## WORK TASK
Using the material below, return exactly the lines between the one holding "Exercise. Mark the dome" and the one holding "Exercise. Mark the white", inclusive, and no others.

## DATASET EXTRACT
"""
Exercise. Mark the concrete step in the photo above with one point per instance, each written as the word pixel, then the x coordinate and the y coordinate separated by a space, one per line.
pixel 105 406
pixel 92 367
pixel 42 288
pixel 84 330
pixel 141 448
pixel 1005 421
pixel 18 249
"""
"""
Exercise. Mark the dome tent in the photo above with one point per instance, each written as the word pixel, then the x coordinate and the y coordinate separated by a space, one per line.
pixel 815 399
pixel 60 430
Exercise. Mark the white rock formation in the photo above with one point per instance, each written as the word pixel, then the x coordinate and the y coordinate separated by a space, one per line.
"""
## SOLUTION FOR THIS EXERCISE
Exercise. Mark the dome tent in the photo above with one point per instance, each written as the word pixel, then the x coordinate and the y coordinate separated by a space, one per line.
pixel 815 399
pixel 60 430
Exercise. Mark the white rock formation in the photo above with one point per instance, each written as the word pixel, then the x coordinate and the y coordinate separated by a space, one per line.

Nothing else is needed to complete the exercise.